Directive. Count the rows in the records below that contain the word "line", treating uppercase and lowercase as different, and reply with the number only.

Input.
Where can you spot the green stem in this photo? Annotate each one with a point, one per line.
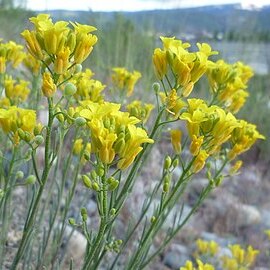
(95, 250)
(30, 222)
==
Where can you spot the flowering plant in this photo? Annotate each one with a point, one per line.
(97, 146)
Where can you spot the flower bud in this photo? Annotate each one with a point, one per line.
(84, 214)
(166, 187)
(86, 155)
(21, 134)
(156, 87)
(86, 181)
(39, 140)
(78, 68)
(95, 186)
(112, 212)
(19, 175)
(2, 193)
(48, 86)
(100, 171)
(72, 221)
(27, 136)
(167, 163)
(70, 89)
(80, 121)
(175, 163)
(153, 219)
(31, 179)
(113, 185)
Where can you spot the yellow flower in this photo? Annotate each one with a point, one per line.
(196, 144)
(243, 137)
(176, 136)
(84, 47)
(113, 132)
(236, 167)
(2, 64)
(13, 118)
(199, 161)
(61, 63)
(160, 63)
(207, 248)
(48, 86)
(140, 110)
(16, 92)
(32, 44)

Exercise answer. 4